Starting from the line that contains "the stone wall.", reproduce each line exactly through the end of the material, and include no other lines.

RECORDS SUPPLIED:
══════════
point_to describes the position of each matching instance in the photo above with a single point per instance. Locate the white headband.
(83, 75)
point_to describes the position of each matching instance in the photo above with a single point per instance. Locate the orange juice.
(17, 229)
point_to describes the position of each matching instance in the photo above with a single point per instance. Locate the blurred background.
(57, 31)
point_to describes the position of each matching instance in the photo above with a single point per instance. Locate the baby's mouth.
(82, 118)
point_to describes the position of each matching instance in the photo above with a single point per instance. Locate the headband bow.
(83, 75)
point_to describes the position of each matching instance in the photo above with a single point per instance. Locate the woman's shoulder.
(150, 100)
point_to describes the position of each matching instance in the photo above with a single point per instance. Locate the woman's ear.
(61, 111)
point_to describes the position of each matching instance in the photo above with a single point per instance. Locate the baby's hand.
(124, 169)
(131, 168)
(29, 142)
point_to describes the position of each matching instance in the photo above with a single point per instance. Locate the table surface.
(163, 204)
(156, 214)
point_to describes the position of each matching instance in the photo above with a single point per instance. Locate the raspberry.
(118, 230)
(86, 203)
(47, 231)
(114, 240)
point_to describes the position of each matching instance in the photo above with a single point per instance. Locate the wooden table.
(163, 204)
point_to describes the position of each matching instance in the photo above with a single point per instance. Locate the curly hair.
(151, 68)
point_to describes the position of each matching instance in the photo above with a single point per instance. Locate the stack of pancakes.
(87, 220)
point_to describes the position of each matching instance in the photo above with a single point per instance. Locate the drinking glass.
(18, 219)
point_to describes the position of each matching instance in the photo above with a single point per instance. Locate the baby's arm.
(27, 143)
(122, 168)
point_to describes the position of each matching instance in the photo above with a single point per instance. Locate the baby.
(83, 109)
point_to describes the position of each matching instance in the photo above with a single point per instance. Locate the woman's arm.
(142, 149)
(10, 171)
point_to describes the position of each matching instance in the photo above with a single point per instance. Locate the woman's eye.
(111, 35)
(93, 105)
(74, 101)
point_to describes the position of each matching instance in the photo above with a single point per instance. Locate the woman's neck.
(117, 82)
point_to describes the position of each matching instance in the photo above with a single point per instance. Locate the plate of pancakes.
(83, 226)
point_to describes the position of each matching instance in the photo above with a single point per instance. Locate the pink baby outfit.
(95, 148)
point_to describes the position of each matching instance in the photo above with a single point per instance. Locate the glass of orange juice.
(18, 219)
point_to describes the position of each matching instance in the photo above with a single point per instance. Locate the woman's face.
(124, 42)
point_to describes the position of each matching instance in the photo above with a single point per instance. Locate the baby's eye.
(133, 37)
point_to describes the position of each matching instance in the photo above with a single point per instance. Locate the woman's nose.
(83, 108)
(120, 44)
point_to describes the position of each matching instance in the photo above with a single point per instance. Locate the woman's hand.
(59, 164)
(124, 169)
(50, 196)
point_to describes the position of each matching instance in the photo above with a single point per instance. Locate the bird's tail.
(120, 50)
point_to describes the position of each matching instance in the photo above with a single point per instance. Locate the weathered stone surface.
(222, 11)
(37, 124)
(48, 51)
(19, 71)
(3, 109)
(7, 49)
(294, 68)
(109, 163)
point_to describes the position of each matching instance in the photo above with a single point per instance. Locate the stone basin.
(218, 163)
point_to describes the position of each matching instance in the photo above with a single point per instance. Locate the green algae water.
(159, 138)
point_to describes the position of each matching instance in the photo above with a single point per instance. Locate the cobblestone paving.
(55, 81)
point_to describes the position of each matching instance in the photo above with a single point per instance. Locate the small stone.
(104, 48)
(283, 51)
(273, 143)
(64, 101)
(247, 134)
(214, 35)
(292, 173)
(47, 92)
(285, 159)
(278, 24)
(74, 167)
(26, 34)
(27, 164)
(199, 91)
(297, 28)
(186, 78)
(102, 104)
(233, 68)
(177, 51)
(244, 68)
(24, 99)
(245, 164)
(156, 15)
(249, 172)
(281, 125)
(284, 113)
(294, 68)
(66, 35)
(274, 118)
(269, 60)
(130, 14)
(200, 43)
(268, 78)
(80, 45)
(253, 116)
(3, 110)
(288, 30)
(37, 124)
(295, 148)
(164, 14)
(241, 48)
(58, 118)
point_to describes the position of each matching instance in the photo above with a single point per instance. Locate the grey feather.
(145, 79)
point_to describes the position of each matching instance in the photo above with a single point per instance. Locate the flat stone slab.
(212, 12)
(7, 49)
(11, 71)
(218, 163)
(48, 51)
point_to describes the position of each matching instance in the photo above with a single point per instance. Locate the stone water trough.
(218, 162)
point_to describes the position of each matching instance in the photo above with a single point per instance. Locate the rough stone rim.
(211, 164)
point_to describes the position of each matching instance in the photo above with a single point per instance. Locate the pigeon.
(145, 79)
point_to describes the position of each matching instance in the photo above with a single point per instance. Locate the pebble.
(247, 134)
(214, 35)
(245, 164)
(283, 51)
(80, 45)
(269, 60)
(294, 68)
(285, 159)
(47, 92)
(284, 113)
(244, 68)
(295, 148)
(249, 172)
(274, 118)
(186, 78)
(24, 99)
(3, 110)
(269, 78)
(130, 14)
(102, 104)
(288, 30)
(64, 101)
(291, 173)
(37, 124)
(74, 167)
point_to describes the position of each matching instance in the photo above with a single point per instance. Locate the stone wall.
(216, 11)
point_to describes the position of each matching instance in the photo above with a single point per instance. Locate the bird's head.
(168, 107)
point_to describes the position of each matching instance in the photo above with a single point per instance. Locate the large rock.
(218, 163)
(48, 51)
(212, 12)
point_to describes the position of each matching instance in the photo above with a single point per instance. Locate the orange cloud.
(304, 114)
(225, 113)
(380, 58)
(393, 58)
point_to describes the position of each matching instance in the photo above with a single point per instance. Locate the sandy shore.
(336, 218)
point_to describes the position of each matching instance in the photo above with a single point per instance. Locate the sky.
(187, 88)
══════════
ANSWER IN FULL:
point_to describes the position of each matching instance in the photo above with a single point per instance. Locate the stone wall.
(216, 11)
point_to describes the position of each matching instance in the photo above with a single point per instance. Locate the bird's head.
(168, 107)
point_to describes the position of each matching instance in the photo above with a single point per instance. Locate the large rock.
(218, 163)
(48, 51)
(212, 12)
point_to describes the position of each matching instance in the photo above with a single point per instance. Locate the orange cloud.
(304, 114)
(225, 113)
(380, 58)
(393, 58)
point_to describes the position of each matching instance in the photo above with a single point per instance. Locate the sandy shore.
(336, 218)
point_to describes the position of each matching instance in the photo above with a single point per instance. Locate the sky.
(187, 88)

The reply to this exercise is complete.